=== Directions for this task ===
Each line from the first line of the entries through the line holding "head, one point per instance in this photo." is to be restated word for word; nothing else, and no picture, belongs in the answer.

Natural-language object grounding data:
....................

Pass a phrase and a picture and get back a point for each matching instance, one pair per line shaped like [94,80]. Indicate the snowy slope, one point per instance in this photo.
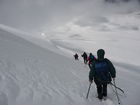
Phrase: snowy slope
[32,75]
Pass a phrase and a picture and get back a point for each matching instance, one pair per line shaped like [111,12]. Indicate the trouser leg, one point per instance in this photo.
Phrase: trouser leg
[99,91]
[105,90]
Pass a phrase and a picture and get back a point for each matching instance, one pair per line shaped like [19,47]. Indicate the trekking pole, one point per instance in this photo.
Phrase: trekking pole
[116,92]
[88,90]
[117,87]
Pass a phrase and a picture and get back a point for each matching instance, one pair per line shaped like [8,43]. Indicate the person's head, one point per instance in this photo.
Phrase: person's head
[90,54]
[100,54]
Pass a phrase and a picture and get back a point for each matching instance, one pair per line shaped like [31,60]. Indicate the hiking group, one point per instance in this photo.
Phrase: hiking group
[101,71]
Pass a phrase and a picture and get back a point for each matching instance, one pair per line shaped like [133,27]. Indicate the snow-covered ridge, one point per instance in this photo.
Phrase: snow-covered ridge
[32,75]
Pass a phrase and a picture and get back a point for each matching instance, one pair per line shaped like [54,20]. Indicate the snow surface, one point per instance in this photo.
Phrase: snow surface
[31,74]
[41,70]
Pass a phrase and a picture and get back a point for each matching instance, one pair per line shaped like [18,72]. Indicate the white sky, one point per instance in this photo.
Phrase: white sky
[46,15]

....................

=== Expected output ===
Pass a phrase and a picture and get back a point for each matching instance, one pair per line shaped like [94,80]. Indicate the snowy slope, one point per instance in this photo.
Phrase: snowy slope
[32,75]
Pass a phrase and a picture and get back a point for each matching instance, one pair per line shaped like [111,12]. Indicate the trouser leg, one point per instance in this photo.
Phrase: trouser leg
[99,91]
[105,90]
Pass a phrase and a picture and get back a point for each matching instance, one pair per line shaped like [19,47]. Indicate the trekking pole, one point per instance in this photo.
Phrase: trekking pole
[116,92]
[88,90]
[117,87]
Pass a phrase and a picture and get back a point for each matching instance, one pair per line shaped like [8,43]. Indicate the person's head, one point per instance in this photo.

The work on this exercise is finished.